[Available records — start]

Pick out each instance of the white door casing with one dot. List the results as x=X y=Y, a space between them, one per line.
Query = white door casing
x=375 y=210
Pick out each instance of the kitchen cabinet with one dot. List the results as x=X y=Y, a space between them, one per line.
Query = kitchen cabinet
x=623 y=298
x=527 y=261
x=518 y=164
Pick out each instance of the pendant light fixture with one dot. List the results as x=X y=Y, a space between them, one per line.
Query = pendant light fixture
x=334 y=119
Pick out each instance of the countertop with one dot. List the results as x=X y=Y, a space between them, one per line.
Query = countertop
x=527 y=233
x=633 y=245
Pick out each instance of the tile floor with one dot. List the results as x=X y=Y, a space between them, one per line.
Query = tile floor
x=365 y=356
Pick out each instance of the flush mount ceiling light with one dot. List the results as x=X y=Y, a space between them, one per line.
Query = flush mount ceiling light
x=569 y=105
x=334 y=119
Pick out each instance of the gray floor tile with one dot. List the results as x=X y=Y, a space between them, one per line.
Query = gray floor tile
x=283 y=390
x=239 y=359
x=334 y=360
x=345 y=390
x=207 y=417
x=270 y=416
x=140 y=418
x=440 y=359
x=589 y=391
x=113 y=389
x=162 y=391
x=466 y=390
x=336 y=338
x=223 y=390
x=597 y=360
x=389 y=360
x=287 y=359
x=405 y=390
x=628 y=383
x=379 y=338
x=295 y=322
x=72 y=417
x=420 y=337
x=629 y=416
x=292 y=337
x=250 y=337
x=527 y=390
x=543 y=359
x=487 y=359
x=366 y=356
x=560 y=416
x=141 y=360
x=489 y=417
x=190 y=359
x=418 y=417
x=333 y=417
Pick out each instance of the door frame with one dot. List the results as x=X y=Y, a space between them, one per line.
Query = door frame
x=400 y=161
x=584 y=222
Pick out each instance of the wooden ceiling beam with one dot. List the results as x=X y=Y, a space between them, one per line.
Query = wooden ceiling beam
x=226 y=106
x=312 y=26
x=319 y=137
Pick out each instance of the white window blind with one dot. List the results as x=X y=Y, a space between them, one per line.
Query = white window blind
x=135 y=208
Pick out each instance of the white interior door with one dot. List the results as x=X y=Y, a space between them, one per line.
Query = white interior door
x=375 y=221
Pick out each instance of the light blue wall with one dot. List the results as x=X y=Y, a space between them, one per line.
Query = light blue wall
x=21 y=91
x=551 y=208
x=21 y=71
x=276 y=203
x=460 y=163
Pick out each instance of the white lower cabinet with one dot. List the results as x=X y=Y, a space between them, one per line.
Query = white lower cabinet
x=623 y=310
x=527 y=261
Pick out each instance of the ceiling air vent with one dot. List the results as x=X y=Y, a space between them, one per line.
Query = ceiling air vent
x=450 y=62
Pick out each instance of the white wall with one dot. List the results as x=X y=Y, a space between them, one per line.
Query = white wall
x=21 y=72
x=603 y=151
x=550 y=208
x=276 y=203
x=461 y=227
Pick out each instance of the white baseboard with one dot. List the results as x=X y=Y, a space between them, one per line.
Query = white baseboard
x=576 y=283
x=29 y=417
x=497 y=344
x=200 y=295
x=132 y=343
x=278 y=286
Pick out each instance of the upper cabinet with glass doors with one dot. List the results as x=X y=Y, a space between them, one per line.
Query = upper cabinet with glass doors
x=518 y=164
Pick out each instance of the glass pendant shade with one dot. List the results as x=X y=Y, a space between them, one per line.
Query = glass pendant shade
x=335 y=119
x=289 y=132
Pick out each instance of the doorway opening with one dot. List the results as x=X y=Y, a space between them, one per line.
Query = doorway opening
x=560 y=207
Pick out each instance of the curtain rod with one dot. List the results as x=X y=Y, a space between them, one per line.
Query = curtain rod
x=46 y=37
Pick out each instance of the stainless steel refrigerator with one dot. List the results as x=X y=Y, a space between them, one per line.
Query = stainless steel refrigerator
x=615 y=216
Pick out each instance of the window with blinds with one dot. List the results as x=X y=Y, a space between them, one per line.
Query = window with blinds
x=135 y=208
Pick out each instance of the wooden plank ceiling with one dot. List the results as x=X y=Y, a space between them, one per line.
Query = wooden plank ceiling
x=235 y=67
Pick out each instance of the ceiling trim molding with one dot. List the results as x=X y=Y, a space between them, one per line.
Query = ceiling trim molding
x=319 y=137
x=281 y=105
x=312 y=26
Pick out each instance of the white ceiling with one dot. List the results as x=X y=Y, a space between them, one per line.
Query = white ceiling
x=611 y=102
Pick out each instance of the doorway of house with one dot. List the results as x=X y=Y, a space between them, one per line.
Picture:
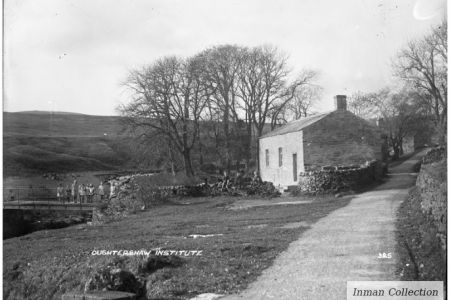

[Available records — finish]

**Task to complete**.
Your answer must be an exact copy of the data above, minus its pictures.

**Response box**.
Pick out each instance of the white door casing with one dot. List the results as x=X y=Y, a space between them, one per line.
Query = white door casing
x=375 y=210
Pick out each instance of the kitchen cabinet with one dot. List the results as x=X y=Y, a space between them, one per line.
Query = kitchen cabinet
x=623 y=298
x=527 y=261
x=518 y=164
Pick out each instance of the pendant light fixture with one dot. List the results as x=X y=Y, a space between them, one per line.
Query = pendant light fixture
x=334 y=119
Pick out each instance of the countertop with one dot. List the results as x=X y=Y, a space between them, one per line.
Query = countertop
x=527 y=233
x=633 y=245
Pick out each instance of the tile floor with one dot. List the results as x=X y=Y, a space between them, one per line.
Query = tile floor
x=365 y=356
Pick out each instance of the flush mount ceiling light with one dot. List the results as x=X y=Y, a space between them, one per line.
Query = flush mount ceiling light
x=569 y=105
x=334 y=119
Pick out each instance of the gray floor tile with one dot. List the results as x=X y=Y, a space between them, one per line.
Query = gray floor tile
x=283 y=390
x=239 y=359
x=334 y=360
x=345 y=390
x=207 y=417
x=270 y=416
x=140 y=418
x=440 y=359
x=589 y=391
x=113 y=389
x=162 y=391
x=466 y=390
x=336 y=338
x=223 y=390
x=597 y=360
x=389 y=360
x=287 y=359
x=405 y=390
x=628 y=383
x=379 y=338
x=295 y=322
x=72 y=417
x=420 y=337
x=629 y=416
x=292 y=337
x=250 y=337
x=527 y=390
x=543 y=359
x=487 y=359
x=366 y=356
x=560 y=416
x=141 y=360
x=489 y=417
x=190 y=359
x=418 y=417
x=333 y=417
Pick out each instance of the door frame with one dot. List the results as x=X y=Y, a space between them, one per line.
Query = door frame
x=400 y=161
x=584 y=222
Pick out each instance of the wooden ceiling beam with one dot. List the results as x=X y=Y, a space between them, one per line.
Query = wooden ceiling beam
x=226 y=106
x=312 y=26
x=319 y=137
Pick out each instance of the white window blind with one dot. List the results as x=X y=Y, a space between them, one per line.
Query = white window blind
x=135 y=208
Pick out each instance of the white interior door with one dot. List the results as x=X y=Y, a space between them, one per line.
Query = white interior door
x=375 y=221
Pick out each instance of the light blue wall with one dot. List the results as x=X y=Y, a space between them, one per line.
Query = light blue wall
x=21 y=91
x=551 y=208
x=21 y=71
x=276 y=203
x=460 y=163
Pick out each instance of the white lower cabinet with one dot. List the results as x=X y=Y, a space between them, one per line.
Query = white lower cabinet
x=623 y=310
x=527 y=261
Pick out each instance of the ceiling air vent with one dot. List the results as x=X y=Y, a space between them, one per line.
Query = ceiling air vent
x=450 y=62
Pick out each instance of the white wall with one dot. List the results as x=X y=Y, a space between them, one per line.
Query = white wall
x=21 y=72
x=603 y=151
x=550 y=208
x=276 y=203
x=461 y=227
Pick out each instance of the white baseboard with one dot. List the results as x=X y=Y, a space between them, one per line.
Query = white baseboard
x=576 y=283
x=29 y=417
x=497 y=344
x=200 y=295
x=132 y=343
x=278 y=286
Pick out each instance of the upper cabinet with glass doors with one dot. List the results as x=X y=Y, a space between them, one per line.
Query = upper cabinet with glass doors
x=518 y=164
Pick out each instance of the glass pendant shade with one dot. List the results as x=X y=Y, a space between them, one per line.
Query = glass pendant shade
x=335 y=119
x=289 y=132
Pick out each instance of the doorway opening with one dot. List the results as x=X y=Y, a space between them, one per line.
Query = doorway opening
x=560 y=207
Pick out each instance of the curtain rod with one dot. List the results as x=X y=Y, a space between them, one per line.
Query = curtain rod
x=46 y=37
Pick out each instance of the stainless steel refrigerator with one dot. List the results as x=X y=Y, a space between them, one per line.
Query = stainless steel refrigerator
x=615 y=216
Pick out each instance of the window with blinds with one dot. List the results as x=X y=Y, a space between them, one per line.
Query = window with blinds
x=135 y=208
Pick out each instance of the wooden plank ceiling with one dot. List the results as x=X y=Y, a space between them, one per line.
Query = wooden plank ceiling
x=235 y=67
Pick out each instance of the ceiling trim molding with one dot. List the results as x=X y=Y, a space between them, one per line.
Query = ceiling trim molding
x=319 y=137
x=281 y=105
x=312 y=26
Pick out each instance of the white ceiling with one dot. List the results as x=X y=Y, a space between them, one per line.
Query = white ceiling
x=611 y=102
Pick out each instance of the doorway of house with one dot. List the results as x=X y=Y, a space between them, one per line.
Picture:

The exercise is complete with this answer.